- WHAT IS EXPECTED
Please convert the whole listing below into a numbered list of its lines, with blank lines dropped and the pictures omitted.

--- EXERCISE INPUTS ---

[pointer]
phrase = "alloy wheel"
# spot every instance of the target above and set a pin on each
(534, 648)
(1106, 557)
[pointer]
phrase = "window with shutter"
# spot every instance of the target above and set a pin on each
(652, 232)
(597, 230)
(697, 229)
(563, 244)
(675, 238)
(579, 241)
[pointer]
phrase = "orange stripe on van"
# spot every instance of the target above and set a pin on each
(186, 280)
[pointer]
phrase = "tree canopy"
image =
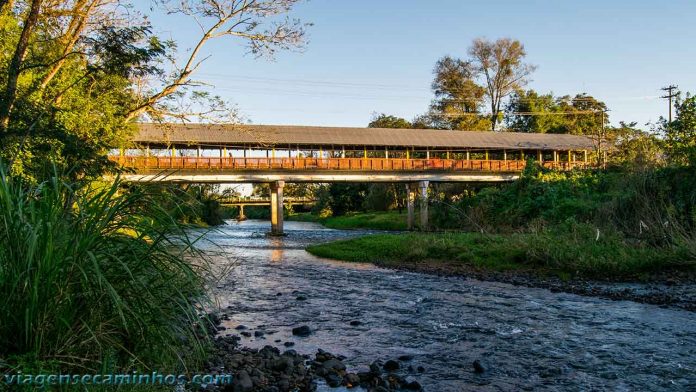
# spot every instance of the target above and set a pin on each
(76, 74)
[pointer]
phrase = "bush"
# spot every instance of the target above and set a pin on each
(94, 279)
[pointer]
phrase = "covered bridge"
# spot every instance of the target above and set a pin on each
(206, 153)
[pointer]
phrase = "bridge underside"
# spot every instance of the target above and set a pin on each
(294, 176)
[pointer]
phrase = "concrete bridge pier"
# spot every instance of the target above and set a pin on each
(410, 205)
(277, 208)
(241, 216)
(421, 187)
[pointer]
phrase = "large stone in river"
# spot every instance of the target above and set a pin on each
(302, 330)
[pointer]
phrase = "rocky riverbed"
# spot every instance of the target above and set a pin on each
(270, 370)
(445, 332)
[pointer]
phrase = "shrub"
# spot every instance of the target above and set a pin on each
(94, 278)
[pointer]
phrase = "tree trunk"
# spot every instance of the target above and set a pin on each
(15, 67)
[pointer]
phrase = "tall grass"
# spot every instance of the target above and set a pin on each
(94, 278)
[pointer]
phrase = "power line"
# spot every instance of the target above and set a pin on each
(669, 96)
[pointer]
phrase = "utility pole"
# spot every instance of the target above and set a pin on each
(670, 94)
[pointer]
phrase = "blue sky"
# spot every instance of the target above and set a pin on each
(377, 56)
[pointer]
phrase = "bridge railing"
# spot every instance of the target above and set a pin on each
(358, 164)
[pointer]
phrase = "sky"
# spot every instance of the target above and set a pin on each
(365, 57)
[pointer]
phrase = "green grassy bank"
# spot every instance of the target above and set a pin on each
(368, 220)
(94, 279)
(576, 254)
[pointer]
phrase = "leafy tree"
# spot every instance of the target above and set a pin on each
(458, 99)
(75, 74)
(680, 134)
(529, 111)
(633, 147)
(501, 64)
(387, 121)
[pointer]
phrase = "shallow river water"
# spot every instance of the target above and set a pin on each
(528, 339)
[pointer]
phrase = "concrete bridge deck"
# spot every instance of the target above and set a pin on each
(239, 170)
(207, 153)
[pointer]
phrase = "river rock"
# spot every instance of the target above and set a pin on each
(334, 365)
(322, 356)
(351, 380)
(302, 330)
(376, 368)
(242, 383)
(391, 365)
(478, 366)
(413, 386)
(333, 380)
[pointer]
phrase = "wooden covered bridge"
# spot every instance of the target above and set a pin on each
(206, 153)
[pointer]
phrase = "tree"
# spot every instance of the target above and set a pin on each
(75, 74)
(680, 134)
(458, 99)
(387, 121)
(634, 147)
(501, 64)
(529, 111)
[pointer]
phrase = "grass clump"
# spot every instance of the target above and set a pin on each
(579, 253)
(94, 279)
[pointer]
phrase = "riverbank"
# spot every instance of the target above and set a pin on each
(605, 268)
(391, 221)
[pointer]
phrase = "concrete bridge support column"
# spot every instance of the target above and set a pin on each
(241, 216)
(423, 188)
(410, 205)
(277, 207)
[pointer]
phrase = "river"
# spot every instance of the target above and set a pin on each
(527, 338)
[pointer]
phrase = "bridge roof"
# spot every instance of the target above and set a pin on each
(297, 135)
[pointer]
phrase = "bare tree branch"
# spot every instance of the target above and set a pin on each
(15, 67)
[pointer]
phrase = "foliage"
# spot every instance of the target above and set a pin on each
(500, 64)
(634, 148)
(94, 278)
(393, 221)
(386, 121)
(576, 252)
(458, 98)
(75, 74)
(529, 111)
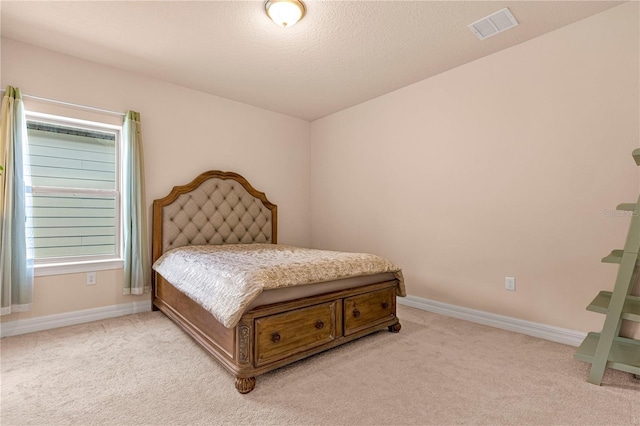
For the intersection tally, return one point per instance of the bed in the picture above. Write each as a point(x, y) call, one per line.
point(220, 214)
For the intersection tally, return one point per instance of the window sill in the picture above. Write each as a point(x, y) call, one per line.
point(44, 270)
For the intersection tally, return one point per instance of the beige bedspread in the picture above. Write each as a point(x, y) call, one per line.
point(224, 279)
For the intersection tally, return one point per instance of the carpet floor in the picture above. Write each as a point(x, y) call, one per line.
point(142, 369)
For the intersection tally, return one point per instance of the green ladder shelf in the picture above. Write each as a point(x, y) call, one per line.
point(607, 349)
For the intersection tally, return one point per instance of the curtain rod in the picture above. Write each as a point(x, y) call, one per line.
point(69, 104)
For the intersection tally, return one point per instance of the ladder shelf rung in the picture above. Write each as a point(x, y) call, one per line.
point(627, 207)
point(616, 257)
point(630, 311)
point(624, 354)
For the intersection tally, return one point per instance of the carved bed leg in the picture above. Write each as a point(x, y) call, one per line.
point(395, 328)
point(245, 385)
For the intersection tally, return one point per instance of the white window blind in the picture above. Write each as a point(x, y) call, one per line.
point(75, 190)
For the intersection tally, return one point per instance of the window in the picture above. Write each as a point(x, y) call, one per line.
point(75, 186)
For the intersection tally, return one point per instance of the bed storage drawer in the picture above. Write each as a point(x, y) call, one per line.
point(369, 309)
point(282, 335)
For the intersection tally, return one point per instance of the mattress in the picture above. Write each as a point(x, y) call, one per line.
point(229, 279)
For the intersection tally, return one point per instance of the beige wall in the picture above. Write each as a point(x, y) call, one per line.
point(501, 167)
point(185, 132)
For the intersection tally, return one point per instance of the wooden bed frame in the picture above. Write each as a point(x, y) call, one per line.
point(270, 336)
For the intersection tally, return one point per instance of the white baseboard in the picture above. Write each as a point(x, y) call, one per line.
point(543, 331)
point(29, 325)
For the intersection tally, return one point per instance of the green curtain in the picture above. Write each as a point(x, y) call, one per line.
point(16, 252)
point(137, 265)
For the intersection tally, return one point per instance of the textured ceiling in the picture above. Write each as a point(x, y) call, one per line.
point(342, 53)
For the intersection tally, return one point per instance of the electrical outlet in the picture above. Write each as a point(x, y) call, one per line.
point(91, 278)
point(510, 283)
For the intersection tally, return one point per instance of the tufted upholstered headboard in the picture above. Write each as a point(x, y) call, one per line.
point(215, 208)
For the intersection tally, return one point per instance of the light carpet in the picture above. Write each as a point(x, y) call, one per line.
point(142, 369)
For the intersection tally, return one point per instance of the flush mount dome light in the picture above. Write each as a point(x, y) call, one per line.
point(285, 12)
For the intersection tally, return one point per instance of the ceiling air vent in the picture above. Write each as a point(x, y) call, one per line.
point(493, 24)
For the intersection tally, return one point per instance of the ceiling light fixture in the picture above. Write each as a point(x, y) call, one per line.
point(285, 12)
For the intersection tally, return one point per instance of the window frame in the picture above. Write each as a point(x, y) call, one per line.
point(84, 263)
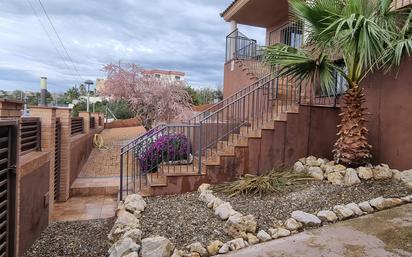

---

- ANSWER TO THE PROBLEM
1. [pointer]
2. phrase = "alloy wheel"
3. # spot every instance of the target above and set a pin on each
4. (534, 648)
5. (1106, 557)
6. [pointer]
7. phrase = "window with shutter"
8. # spot every instance of the target above and set a pin on each
9. (652, 232)
10. (597, 230)
11. (697, 229)
12. (563, 244)
13. (675, 238)
14. (579, 241)
15. [pointer]
16. phrase = "orange stripe on van"
17. # spot every instance of the target above and set a pin on each
18. (186, 280)
19. [pointer]
20. phrase = "tree canopy"
21. image =
22. # spot every instance of the target above and set a pin on each
23. (76, 74)
24. [pointer]
25. phrase = "bush"
26. # spot every instance of the target above and set a pin on each
27. (94, 279)
28. [pointer]
29. phrase = "covered bridge"
30. # spot every instance of the target above and set a pin on each
31. (206, 153)
32. [pointer]
33. phrase = "bridge underside"
34. # spot every instance of the target above and set a pin on each
35. (294, 176)
36. [pointer]
37. phrase = "concrete bridge pier"
38. # spot every instance of the target above and set a pin on each
39. (410, 205)
40. (277, 208)
41. (241, 216)
42. (421, 187)
43. [pointer]
44. phrase = "large stone in river"
45. # spot every instance of the target above and set a pin on each
46. (302, 330)
47. [pointer]
48. phrase = "rocky riverbed"
49. # spot every instance of the target above and set a pin on each
50. (270, 370)
51. (445, 332)
52. [pointer]
53. phrase = "shrub"
54. # spot every instance of the target above and set a pin on each
55. (94, 278)
56. [pointer]
57. phrase = "tree trunk"
58. # spot every instance of the target above and set a pin on each
59. (15, 67)
60. [pointer]
61. phrase = "tall grass"
62. # spot every instance of the target above and set a pin on each
63. (94, 278)
64. [pointer]
65. phrase = "power line"
66. # spot every instance of the target above and set a pin on each
67. (669, 96)
68. [pointer]
69. phrase = "utility pole"
70. # spot every instance of the target above and set a pin on each
71. (670, 94)
72. [pointer]
73. phrase = "blue sky"
74. # spot every instance of the target above and set a pin on each
75. (377, 56)
76. [pointer]
77. phrase = "bridge railing"
78. # spot every instance of the target above and set a pin on each
79. (358, 164)
80. [pointer]
81. phrase = "sky"
82. # spot every instance of the target above and set a pin on each
83. (365, 57)
84. [pointer]
85. phrase = "green grassy bank"
86. # spot every instance of the target above and set a pin on each
87. (368, 220)
88. (94, 279)
89. (576, 254)
90. [pointer]
91. phrase = "leafy tree"
92. # spot every instance of the target above and set a pin on each
93. (458, 99)
94. (75, 74)
95. (680, 134)
96. (529, 111)
97. (633, 147)
98. (501, 64)
99. (387, 121)
100. [pointer]
101. phrase = "shallow river water"
102. # spot every instance of the target above and set a pin on each
103. (528, 339)
104. [pointer]
105. phrase = "concrete bridge deck"
106. # spot every instance of the target above and set a pin on each
107. (239, 170)
108. (207, 153)
109. [pointer]
110. phrase = "river rock"
111. # spot every instance of the target above and set a pin on each
112. (334, 365)
113. (322, 356)
114. (351, 380)
115. (302, 330)
116. (376, 368)
117. (242, 383)
118. (391, 365)
119. (478, 366)
120. (413, 386)
121. (333, 380)
122. [pointer]
123. phrase = "wooden covered bridge"
124. # spot every instance of the target above and set a pin on each
125. (206, 153)
126. [pointer]
127. phrase = "tree"
128. # spot every instance of the target above and set a pin on each
129. (75, 74)
130. (680, 134)
131. (458, 99)
132. (387, 121)
133. (634, 147)
134. (501, 64)
135. (529, 111)
136. [pointer]
137. phrase = "grass clump"
138. # spot every instance of the target above and set a pin on each
139. (579, 253)
140. (94, 279)
141. [pointer]
142. phrase = "riverbank"
143. # spot every instance of the target above and set a pin on each
144. (605, 268)
145. (391, 221)
146. [pointer]
147. phrase = "concrete bridge support column"
148. # spot every instance of the target above and set a pin on each
149. (241, 216)
150. (423, 188)
151. (410, 205)
152. (277, 207)
153. [pointer]
154. phrase = "river"
155. # spot every instance of the target above and set a pin on each
156. (527, 338)
157. [pointer]
158. phrase = "bridge roof"
159. # spot every instance of the target above and set a pin on each
160. (297, 135)
161. [pointer]
162. phrase = "bare tree branch"
163. # spot every instance of the target above and set a pin on each
164. (15, 67)
165. [pointer]
166. phrase = "foliage"
167. # spot every instance of the target above and set a pin on each
168. (500, 64)
169. (634, 148)
170. (94, 278)
171. (393, 221)
172. (386, 121)
173. (576, 252)
174. (458, 98)
175. (75, 74)
176. (529, 111)
177. For the intersection tally, return one point per instance of the bed in the picture above. Write each as a point(x, y) call, one per line.
178. point(220, 214)
179. For the intersection tally, return one point per instance of the window sill in the picture above. Write each as a point(x, y) call, one per line.
180. point(44, 270)
181. For the intersection tally, return one point per instance of the beige bedspread in the picture above. Write each as a point(x, y) call, one per line.
182. point(224, 279)
183. For the intersection tally, return one point per instance of the carpet floor in the picture above. Write each as a point(x, y) call, one per line.
184. point(142, 369)
185. For the intersection tally, return one point per instance of the green ladder shelf in the picture above. Write each as a point(x, y) call, one per line.
186. point(607, 349)
187. For the intersection tally, return one point per instance of the curtain rod in the picture above. Write each as a point(x, y) call, one per line.
188. point(69, 104)
189. For the intersection tally, return one point per instance of the ladder shelf rung in the picture above. Write each as a point(x, y) call, one per line.
190. point(627, 207)
191. point(616, 257)
192. point(630, 311)
193. point(624, 354)
194. For the intersection tally, return one point per instance of the carved bed leg in the picture above. Write each as a point(x, y) call, one per line.
195. point(395, 328)
196. point(245, 385)
197. For the intersection tally, return one point per instance of the white window blind in the picture above. Write each as a point(x, y) call, one per line.
198. point(75, 190)
199. For the intersection tally, return one point per instance of the window in the picture above. Write each as a point(x, y) call, one per line.
200. point(75, 186)
201. For the intersection tally, return one point per instance of the bed storage drawer in the picture above. Write each as a point(x, y) call, one per line.
202. point(369, 309)
203. point(282, 335)
204. For the intersection tally, return one point per instance of the mattress in the picture above. Write each as a point(x, y) call, one per line.
205. point(229, 279)
206. For the intersection tally, return one point per instance of the beige wall in the picture above. Write each as a point(x, y) call, one per line.
207. point(501, 167)
208. point(185, 132)
209. For the intersection tally, return one point per instance of the wooden bed frame in the picture above. Write each as a point(x, y) call, one per line.
210. point(270, 336)
211. For the intersection tally, return one point per instance of the white baseboard in the picture above. Write each as a point(x, y) call, one per line.
212. point(543, 331)
213. point(29, 325)
214. For the intersection tally, return one point per instance of the green curtain in the picture above. Write each as a point(x, y) call, one per line.
215. point(16, 252)
216. point(137, 265)
217. For the intersection tally, return one point per instance of the textured ceiling in the picture above. Write each as a point(x, y) call, one per line.
218. point(342, 53)
219. For the intersection tally, return one point per instance of the electrical outlet in the picture above. Write each as a point(x, y) call, one per line.
220. point(91, 278)
221. point(510, 283)
222. For the intersection tally, return one point per instance of the tufted upholstered headboard in the picture above. Write each as a point(x, y) call, one per line.
223. point(215, 208)
224. For the intersection tally, return one point per instance of the light carpet in the picture above. Write each as a point(x, y) call, one per line.
225. point(142, 369)
226. For the intersection tally, return one point per instance of the flush mount dome light in the picture above. Write each as a point(x, y) call, one per line.
227. point(285, 12)
228. For the intersection tally, return one point per instance of the ceiling air vent in the picture above. Write each as a point(x, y) call, one per line.
229. point(493, 24)
230. For the intersection tally, return one point per instance of the ceiling light fixture in the picture above. Write each as a point(x, y) call, one per line.
231. point(285, 12)
232. For the intersection tally, return one point per instance of the window frame in the picture above. Write each as a point(x, y) call, one per line.
233. point(84, 263)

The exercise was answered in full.